An alarm tells you something is broken. Logs tell you what happened. But when a user reports “I clicked the button and nothing happened,” you need to trace that single request from the moment it hit API Gateway, through your Lambda function, into DynamoDB, and back. That means connecting log entries across services into a single story.

If you want AWS’s version of the monitoring stack nearby while you read, the CloudWatch overview is the official reference.

This is the difference between monitoring and observability. Monitoring tells you “errors went up.” Observability lets you ask “why did this specific request fail?” and follow the breadcrumbs to the answer. I find this distinction matters more than it sounds like it should.

flowchart LR
    Browser["Browser request"] --> APIGateway["API Gateway"]
    APIGateway --> Lambda["Lambda logs requestId"]
    Lambda --> DynamoDB["DynamoDB operation"]
    DynamoDB --> Lambda
    Lambda --> Logs["Structured logs in CloudWatch"]
    APIGateway --> Logs
    Logs --> Insights["Logs Insights query by correlation ID"]

The Problem: Disconnected Logs

Right now, your application produces logs in multiple places:

API Gateway logs the incoming HTTP request (method, path, status code, latency)
Lambda logs whatever you write with console.log—and with structured logging from CloudWatch Log Groups and Structured Logging, each entry includes fields like level, message, and duration
DynamoDB publishes metrics (latency, consumed capacity) but doesn’t produce per-request logs

The challenge: these logs live in separate log groups with no connection between them. API Gateway processed a request, Lambda ran a function, DynamoDB stored an item—but there’s nothing linking those three events together. If the Lambda function failed, you can’t tell which API Gateway request triggered it or which DynamoDB operation it was attempting.

____________________

TASK INSTRUCTIONS:
Please decide whether each of the following statements agrees with the logging passage, answering yes or no and quoting the words that settle it. (a) DynamoDB produces per-request logs. (b) API Gateway logs record the status code of the incoming HTTP request. (c) The logs from API Gateway, Lambda, and DynamoDB are kept in one shared log group.

Object pointing dataset rows:
____________________

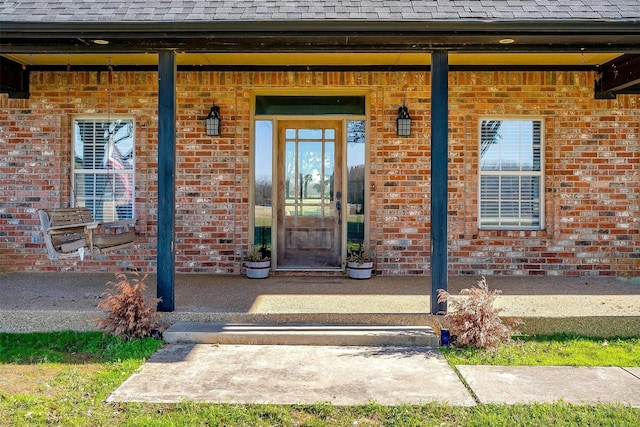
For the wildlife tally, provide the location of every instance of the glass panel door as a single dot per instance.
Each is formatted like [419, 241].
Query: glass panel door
[309, 198]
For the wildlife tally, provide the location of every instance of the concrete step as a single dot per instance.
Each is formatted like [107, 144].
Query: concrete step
[300, 334]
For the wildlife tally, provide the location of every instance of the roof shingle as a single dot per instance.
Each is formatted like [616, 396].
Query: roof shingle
[287, 10]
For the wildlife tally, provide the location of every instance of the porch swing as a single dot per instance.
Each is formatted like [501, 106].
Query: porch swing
[72, 232]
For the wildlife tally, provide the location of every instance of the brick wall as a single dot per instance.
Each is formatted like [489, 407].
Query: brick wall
[592, 154]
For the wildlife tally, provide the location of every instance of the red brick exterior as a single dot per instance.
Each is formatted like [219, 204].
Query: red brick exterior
[592, 169]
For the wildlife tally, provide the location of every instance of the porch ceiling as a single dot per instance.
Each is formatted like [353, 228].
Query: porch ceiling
[316, 59]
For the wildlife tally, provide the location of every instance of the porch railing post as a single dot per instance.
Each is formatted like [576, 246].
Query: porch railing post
[166, 179]
[439, 174]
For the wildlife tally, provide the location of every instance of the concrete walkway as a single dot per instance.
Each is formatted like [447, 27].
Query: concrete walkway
[342, 375]
[359, 375]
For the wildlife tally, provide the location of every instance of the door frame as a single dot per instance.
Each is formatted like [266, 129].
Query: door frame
[275, 119]
[338, 219]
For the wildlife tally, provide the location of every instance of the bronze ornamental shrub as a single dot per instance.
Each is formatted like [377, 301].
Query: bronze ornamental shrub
[128, 314]
[475, 321]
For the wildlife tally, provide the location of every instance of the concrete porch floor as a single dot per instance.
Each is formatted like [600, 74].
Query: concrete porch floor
[600, 306]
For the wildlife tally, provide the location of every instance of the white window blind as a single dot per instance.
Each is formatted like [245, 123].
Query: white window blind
[511, 174]
[103, 170]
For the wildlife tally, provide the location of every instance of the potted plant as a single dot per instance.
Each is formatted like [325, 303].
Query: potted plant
[360, 261]
[257, 262]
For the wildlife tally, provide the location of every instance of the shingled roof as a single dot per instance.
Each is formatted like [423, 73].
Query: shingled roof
[164, 11]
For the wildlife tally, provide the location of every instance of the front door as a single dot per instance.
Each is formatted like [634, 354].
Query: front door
[309, 214]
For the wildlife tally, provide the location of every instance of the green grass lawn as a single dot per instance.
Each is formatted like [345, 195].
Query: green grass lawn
[64, 378]
[567, 350]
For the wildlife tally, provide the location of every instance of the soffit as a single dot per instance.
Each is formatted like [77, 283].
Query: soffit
[317, 59]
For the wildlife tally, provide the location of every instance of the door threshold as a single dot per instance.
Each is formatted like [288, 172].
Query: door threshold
[309, 271]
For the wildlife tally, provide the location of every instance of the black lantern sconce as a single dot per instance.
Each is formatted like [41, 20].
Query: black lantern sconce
[403, 122]
[212, 121]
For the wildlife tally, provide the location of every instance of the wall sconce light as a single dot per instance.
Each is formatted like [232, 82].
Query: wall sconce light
[212, 121]
[403, 122]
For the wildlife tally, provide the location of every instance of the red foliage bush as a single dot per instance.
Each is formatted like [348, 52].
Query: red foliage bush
[129, 315]
[475, 321]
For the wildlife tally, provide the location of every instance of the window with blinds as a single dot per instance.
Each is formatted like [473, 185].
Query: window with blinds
[511, 166]
[103, 171]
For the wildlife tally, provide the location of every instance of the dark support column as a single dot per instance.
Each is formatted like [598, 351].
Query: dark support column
[439, 174]
[166, 179]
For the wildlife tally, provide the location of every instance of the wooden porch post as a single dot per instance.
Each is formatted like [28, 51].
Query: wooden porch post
[439, 174]
[166, 179]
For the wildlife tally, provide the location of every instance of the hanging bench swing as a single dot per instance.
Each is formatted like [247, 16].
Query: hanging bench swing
[72, 232]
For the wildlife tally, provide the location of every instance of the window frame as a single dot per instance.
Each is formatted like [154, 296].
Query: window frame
[75, 171]
[539, 174]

____________________

SOLUTION TO THE EXERCISE:
(a) No: "DynamoDB publishes metrics (latency, consumed capacity) but doesn’t produce per-request logs"
(b) Yes: "API Gateway logs the incoming HTTP request (method, path, status code, latency)"
(c) No: "these logs live in separate log groups with no connection between them"